Please copy out the data below with "gazebo" replaced by "pavilion" wherever it occurs, keeping everything else the same and leaving out the pictures.

..........

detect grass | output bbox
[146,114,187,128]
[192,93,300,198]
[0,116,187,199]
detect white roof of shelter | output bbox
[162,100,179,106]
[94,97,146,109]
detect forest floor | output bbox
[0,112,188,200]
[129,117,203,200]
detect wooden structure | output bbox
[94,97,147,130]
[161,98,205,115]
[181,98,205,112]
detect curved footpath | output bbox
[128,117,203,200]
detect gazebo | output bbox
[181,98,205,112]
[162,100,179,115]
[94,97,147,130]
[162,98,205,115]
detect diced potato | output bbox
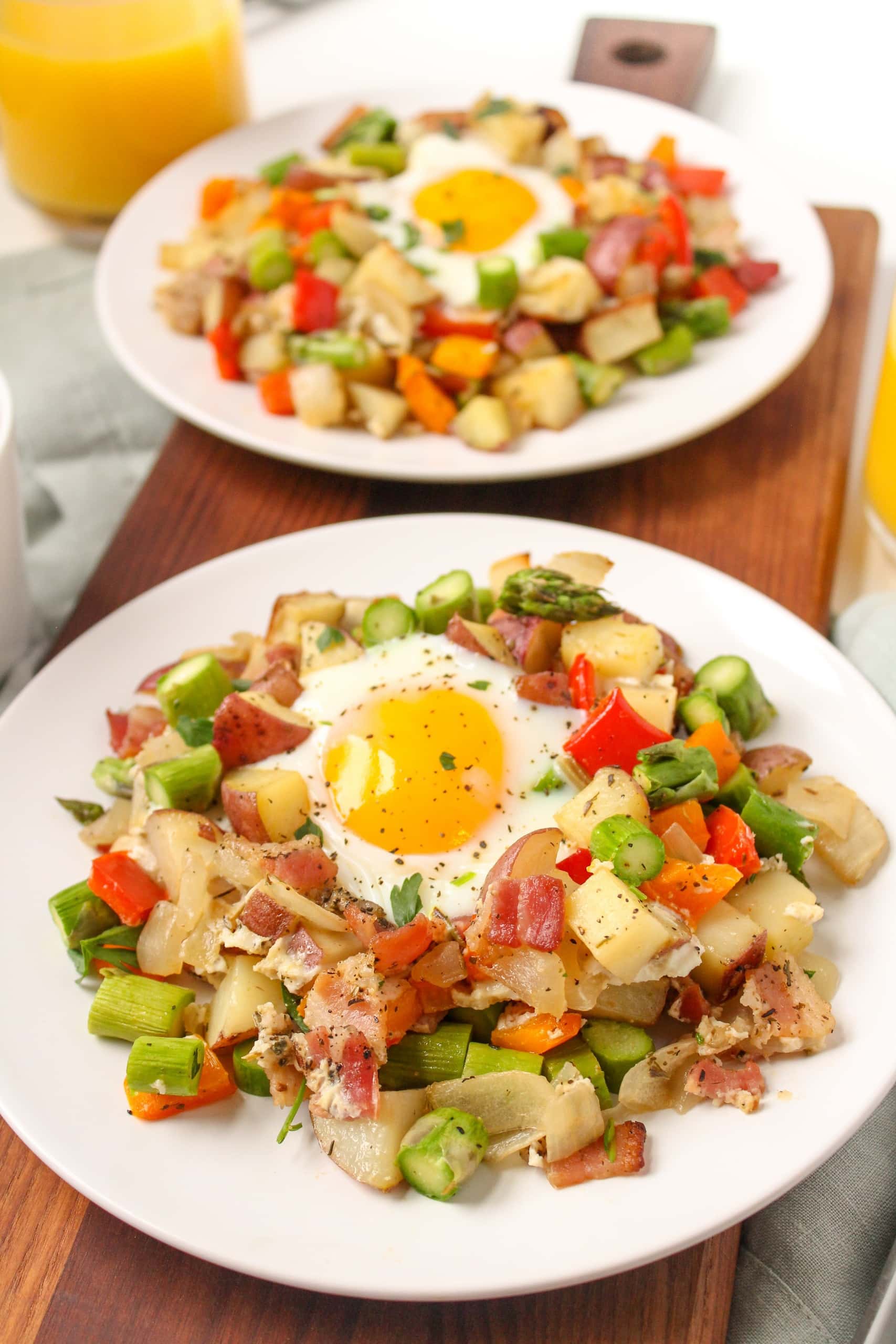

..........

* _Written answer_
detect grass | output bbox
[146,114,187,128]
[192,93,300,198]
[0,116,187,199]
detect white roof of shelter | output bbox
[162,100,179,106]
[94,97,146,109]
detect forest floor | output bbox
[0,112,188,200]
[129,117,203,200]
detect wooden structure | output bbox
[94,97,147,130]
[161,98,205,115]
[181,98,205,112]
detect curved footpath | output bbox
[128,117,203,200]
detect pavilion | output bbox
[181,98,205,112]
[162,100,179,115]
[94,97,147,130]
[162,98,205,115]
detect diced potato | output bbox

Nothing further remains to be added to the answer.